EXERCISE OBJECTIVE -
Please pull out every line of the material below that contains the word "dining", and copy each one in full.

··········

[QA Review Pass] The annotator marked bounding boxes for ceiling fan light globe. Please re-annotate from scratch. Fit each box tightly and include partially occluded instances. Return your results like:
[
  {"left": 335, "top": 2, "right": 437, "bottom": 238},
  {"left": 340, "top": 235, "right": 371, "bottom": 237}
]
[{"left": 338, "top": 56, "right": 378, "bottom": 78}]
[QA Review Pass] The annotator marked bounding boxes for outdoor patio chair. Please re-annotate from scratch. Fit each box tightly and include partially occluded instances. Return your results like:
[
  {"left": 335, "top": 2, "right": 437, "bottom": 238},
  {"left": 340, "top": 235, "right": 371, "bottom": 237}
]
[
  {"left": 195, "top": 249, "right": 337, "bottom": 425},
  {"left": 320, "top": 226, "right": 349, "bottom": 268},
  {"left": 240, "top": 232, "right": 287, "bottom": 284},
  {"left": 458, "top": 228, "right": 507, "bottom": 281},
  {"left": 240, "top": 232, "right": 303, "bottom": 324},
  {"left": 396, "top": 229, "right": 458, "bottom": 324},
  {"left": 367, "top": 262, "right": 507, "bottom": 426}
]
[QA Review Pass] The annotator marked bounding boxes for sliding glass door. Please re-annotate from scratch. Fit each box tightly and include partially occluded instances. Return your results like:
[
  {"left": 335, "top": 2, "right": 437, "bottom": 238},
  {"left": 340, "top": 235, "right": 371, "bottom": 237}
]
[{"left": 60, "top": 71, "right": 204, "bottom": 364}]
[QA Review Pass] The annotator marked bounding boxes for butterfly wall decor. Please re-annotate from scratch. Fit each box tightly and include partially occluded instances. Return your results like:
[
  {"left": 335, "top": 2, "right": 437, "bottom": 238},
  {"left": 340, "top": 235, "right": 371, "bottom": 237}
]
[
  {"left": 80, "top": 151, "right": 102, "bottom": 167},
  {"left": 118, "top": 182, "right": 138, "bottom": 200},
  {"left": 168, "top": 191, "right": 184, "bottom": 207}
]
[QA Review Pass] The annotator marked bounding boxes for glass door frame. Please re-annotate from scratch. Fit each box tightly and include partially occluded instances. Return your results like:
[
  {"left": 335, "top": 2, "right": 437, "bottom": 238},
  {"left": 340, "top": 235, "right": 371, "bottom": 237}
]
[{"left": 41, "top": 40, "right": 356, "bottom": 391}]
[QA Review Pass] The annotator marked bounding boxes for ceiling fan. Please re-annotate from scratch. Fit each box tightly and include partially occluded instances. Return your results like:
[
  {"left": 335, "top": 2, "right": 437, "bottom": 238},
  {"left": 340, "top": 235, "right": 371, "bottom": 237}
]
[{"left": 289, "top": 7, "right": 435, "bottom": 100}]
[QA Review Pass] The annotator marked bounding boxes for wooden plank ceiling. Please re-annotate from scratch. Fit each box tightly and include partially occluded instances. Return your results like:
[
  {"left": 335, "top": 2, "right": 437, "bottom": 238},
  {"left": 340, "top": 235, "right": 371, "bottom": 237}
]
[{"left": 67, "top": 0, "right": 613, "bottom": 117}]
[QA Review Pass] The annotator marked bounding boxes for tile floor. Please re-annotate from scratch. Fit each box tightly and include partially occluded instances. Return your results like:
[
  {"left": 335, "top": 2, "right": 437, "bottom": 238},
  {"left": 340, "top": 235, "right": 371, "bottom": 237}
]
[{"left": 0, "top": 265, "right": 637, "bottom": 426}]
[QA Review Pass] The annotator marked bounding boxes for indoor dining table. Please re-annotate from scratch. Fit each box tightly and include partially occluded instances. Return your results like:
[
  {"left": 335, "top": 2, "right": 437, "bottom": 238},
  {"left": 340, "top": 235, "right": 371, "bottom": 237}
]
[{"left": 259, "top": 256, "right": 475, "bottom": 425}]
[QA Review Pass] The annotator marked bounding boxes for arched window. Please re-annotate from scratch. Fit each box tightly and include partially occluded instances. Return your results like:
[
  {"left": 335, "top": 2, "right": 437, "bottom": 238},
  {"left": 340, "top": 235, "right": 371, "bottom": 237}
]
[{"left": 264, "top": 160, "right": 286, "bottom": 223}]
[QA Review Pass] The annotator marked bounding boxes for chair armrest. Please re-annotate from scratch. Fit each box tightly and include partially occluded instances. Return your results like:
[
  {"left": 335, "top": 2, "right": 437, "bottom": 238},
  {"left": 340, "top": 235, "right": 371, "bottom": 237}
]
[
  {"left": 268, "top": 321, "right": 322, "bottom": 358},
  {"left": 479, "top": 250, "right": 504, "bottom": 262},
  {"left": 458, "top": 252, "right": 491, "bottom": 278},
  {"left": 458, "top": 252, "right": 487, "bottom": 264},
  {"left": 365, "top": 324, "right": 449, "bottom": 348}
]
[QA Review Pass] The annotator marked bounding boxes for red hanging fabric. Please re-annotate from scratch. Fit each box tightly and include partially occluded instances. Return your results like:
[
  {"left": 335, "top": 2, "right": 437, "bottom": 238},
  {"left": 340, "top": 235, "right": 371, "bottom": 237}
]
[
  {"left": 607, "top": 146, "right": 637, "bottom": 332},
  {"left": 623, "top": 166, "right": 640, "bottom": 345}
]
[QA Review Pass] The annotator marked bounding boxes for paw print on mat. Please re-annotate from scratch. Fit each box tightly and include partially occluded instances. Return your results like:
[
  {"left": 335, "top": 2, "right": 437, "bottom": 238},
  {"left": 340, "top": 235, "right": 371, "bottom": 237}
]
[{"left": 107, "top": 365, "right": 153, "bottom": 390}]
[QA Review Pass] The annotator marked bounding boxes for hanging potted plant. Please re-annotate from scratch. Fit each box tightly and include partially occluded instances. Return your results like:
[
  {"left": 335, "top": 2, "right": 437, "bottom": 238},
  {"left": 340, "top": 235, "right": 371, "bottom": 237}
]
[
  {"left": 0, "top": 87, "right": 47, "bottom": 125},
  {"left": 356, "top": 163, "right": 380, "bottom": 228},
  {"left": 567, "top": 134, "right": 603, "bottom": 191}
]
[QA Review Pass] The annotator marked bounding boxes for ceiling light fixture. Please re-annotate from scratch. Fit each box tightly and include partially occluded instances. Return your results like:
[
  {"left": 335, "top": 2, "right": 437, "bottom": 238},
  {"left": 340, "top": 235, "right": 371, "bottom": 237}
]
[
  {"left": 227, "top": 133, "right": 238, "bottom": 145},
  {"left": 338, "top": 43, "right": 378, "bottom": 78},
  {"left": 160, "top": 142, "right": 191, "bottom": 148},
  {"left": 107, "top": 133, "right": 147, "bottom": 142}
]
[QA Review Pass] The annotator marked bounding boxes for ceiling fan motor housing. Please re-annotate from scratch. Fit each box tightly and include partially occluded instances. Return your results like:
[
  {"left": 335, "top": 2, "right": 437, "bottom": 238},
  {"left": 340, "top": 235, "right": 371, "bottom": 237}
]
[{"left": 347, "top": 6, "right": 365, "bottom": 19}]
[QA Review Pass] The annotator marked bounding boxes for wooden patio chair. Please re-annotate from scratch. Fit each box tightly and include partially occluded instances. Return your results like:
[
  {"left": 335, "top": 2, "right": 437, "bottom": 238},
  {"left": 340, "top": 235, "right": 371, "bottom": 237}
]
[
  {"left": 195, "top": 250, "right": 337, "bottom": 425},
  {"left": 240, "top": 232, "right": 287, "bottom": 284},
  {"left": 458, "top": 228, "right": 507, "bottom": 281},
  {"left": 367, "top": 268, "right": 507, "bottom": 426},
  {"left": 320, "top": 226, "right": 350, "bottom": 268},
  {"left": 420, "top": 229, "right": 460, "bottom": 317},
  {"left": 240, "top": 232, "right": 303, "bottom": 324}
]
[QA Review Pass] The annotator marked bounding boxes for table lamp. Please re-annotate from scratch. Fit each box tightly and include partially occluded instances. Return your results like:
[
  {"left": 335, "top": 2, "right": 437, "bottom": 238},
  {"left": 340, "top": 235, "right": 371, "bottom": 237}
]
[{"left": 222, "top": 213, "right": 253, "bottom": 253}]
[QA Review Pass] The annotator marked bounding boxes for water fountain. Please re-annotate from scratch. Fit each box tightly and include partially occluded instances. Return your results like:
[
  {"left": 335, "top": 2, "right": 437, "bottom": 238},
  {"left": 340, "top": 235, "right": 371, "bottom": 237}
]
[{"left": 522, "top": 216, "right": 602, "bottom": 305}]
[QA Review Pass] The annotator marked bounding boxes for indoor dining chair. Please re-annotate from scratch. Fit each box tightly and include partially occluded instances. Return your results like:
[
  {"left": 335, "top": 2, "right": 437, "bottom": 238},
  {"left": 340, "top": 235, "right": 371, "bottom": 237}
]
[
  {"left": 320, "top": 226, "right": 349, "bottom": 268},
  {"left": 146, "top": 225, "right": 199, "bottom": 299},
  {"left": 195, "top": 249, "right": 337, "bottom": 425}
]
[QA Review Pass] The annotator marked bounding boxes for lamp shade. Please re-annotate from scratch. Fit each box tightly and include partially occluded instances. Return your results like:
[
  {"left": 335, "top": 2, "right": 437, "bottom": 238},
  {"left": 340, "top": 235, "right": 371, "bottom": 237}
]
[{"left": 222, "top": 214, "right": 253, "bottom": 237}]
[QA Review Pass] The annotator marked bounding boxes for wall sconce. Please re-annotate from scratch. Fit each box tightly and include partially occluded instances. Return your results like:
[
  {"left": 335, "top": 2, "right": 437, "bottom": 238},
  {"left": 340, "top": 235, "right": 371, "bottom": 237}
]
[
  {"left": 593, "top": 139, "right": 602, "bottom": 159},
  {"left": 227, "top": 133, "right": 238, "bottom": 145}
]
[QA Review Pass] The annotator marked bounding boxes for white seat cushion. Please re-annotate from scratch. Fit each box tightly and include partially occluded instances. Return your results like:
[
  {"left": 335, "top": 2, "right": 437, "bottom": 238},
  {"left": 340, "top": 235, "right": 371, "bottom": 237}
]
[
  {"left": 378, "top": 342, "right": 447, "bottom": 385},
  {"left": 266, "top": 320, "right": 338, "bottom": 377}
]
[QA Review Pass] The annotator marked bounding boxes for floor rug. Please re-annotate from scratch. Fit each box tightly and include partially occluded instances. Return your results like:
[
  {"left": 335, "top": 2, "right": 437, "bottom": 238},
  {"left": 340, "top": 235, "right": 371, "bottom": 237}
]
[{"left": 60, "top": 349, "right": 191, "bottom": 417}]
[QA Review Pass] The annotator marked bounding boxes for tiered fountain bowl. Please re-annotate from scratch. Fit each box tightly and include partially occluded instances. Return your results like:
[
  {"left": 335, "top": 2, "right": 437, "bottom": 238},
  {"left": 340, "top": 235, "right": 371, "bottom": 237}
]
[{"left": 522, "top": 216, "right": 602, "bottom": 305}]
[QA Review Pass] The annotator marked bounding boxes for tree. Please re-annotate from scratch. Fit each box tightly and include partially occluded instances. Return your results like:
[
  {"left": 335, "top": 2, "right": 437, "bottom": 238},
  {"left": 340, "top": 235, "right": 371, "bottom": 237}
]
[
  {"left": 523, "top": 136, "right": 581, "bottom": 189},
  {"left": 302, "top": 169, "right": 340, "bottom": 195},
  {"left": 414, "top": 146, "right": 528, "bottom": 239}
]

··········

FINAL RESULT -
[QA Review Pass] The annotator marked bounding boxes for indoor dining table. Please re-annotate from scratch. Fit each box tightly and include partially occluded instances. Return your results like:
[QA Review Pass] The annotator marked bounding boxes for indoor dining chair. Please re-annotate from scratch. Fit each box tightly and include partially occluded instances. Return your results like:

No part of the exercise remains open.